*SET PROBLEM*:
Could you render every line of the data below as a JSON list of strings, one string per line, with blank lines left out?

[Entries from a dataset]
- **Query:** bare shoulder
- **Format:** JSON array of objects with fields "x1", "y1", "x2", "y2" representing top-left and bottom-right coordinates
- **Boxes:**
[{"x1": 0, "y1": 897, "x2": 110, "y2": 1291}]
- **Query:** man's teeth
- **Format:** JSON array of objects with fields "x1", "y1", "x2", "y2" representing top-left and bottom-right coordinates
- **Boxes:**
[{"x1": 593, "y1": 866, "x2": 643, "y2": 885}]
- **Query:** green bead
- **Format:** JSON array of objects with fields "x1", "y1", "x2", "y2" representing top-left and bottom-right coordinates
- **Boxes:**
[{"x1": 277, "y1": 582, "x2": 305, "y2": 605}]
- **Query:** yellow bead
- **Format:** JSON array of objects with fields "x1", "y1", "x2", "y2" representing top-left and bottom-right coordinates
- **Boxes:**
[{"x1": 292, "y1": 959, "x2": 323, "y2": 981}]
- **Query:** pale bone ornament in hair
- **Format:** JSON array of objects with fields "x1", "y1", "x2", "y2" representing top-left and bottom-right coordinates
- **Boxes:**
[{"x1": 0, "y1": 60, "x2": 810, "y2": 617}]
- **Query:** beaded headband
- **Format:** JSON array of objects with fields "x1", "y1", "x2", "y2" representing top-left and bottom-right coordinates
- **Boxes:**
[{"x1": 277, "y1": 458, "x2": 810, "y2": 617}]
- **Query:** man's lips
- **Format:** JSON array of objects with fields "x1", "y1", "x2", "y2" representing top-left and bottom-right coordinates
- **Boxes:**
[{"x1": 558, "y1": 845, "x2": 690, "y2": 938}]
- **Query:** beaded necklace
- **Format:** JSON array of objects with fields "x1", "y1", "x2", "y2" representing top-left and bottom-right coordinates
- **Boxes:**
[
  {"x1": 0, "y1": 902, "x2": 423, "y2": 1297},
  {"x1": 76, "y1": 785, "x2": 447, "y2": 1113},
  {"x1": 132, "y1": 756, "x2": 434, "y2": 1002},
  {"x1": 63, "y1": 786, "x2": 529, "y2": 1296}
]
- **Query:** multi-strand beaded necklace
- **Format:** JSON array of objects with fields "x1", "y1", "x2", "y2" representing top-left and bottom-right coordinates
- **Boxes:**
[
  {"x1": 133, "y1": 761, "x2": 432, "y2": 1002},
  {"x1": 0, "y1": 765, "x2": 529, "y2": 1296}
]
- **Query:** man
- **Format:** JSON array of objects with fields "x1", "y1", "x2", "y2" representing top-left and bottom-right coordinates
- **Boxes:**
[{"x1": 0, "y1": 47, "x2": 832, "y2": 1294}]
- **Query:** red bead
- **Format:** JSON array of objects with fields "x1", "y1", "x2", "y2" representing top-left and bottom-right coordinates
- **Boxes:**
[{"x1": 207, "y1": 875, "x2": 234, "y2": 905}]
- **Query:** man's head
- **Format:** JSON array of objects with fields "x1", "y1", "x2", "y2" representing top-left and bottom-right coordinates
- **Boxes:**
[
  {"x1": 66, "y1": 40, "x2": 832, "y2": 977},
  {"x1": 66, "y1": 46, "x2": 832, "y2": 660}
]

*SOLUTION TO THE EXERCISE*:
[
  "- **Query:** bare shoulder",
  "- **Format:** JSON array of objects with fields \"x1\", \"y1\", \"x2\", \"y2\" representing top-left and bottom-right coordinates",
  "- **Boxes:**",
  "[{\"x1\": 0, \"y1\": 897, \"x2\": 110, \"y2\": 1291}]",
  "- **Query:** man's teeth",
  "- **Format:** JSON array of objects with fields \"x1\", \"y1\", \"x2\", \"y2\" representing top-left and bottom-right coordinates",
  "- **Boxes:**",
  "[{\"x1\": 593, \"y1\": 866, \"x2\": 643, \"y2\": 885}]",
  "- **Query:** green bead",
  "- **Format:** JSON array of objects with fields \"x1\", \"y1\", \"x2\", \"y2\" representing top-left and bottom-right coordinates",
  "- **Boxes:**",
  "[{\"x1\": 277, \"y1\": 582, \"x2\": 305, \"y2\": 605}]",
  "- **Query:** yellow bead",
  "- **Format:** JSON array of objects with fields \"x1\", \"y1\", \"x2\", \"y2\" representing top-left and bottom-right coordinates",
  "- **Boxes:**",
  "[{\"x1\": 292, \"y1\": 959, \"x2\": 323, \"y2\": 981}]",
  "- **Query:** pale bone ornament in hair",
  "- **Format:** JSON array of objects with fields \"x1\", \"y1\", \"x2\", \"y2\" representing top-left and bottom-right coordinates",
  "- **Boxes:**",
  "[{\"x1\": 0, \"y1\": 60, \"x2\": 810, \"y2\": 617}]",
  "- **Query:** beaded headband",
  "- **Format:** JSON array of objects with fields \"x1\", \"y1\", \"x2\", \"y2\" representing top-left and bottom-right coordinates",
  "- **Boxes:**",
  "[{\"x1\": 277, \"y1\": 458, \"x2\": 810, \"y2\": 617}]",
  "- **Query:** man's lips",
  "- **Format:** JSON array of objects with fields \"x1\", \"y1\", \"x2\", \"y2\" representing top-left and bottom-right coordinates",
  "- **Boxes:**",
  "[{\"x1\": 558, \"y1\": 845, \"x2\": 690, \"y2\": 938}]",
  "- **Query:** beaded necklace",
  "- **Format:** JSON array of objects with fields \"x1\", \"y1\", \"x2\", \"y2\" representing top-left and bottom-right coordinates",
  "- **Boxes:**",
  "[",
  "  {\"x1\": 0, \"y1\": 902, \"x2\": 423, \"y2\": 1297},",
  "  {\"x1\": 76, \"y1\": 785, \"x2\": 447, \"y2\": 1113},",
  "  {\"x1\": 132, \"y1\": 756, \"x2\": 434, \"y2\": 1002},",
  "  {\"x1\": 63, \"y1\": 786, \"x2\": 529, \"y2\": 1296}",
  "]",
  "- **Query:** multi-strand beaded necklace",
  "- **Format:** JSON array of objects with fields \"x1\", \"y1\", \"x2\", \"y2\" representing top-left and bottom-right coordinates",
  "- **Boxes:**",
  "[",
  "  {\"x1\": 133, \"y1\": 761, \"x2\": 432, \"y2\": 1002},",
  "  {\"x1\": 0, \"y1\": 765, \"x2\": 529, \"y2\": 1296}",
  "]",
  "- **Query:** man",
  "- **Format:** JSON array of objects with fields \"x1\", \"y1\", \"x2\", \"y2\" representing top-left and bottom-right coordinates",
  "- **Boxes:**",
  "[{\"x1\": 0, \"y1\": 47, \"x2\": 832, \"y2\": 1294}]",
  "- **Query:** red bead",
  "- **Format:** JSON array of objects with fields \"x1\", \"y1\", \"x2\", \"y2\" representing top-left and bottom-right coordinates",
  "- **Boxes:**",
  "[{\"x1\": 207, \"y1\": 875, \"x2\": 234, \"y2\": 905}]",
  "- **Query:** man's head",
  "- **Format:** JSON array of objects with fields \"x1\", \"y1\", \"x2\", \"y2\" representing top-left and bottom-right coordinates",
  "- **Boxes:**",
  "[",
  "  {\"x1\": 66, \"y1\": 40, \"x2\": 832, \"y2\": 977},",
  "  {\"x1\": 66, \"y1\": 46, \"x2\": 832, \"y2\": 660}",
  "]"
]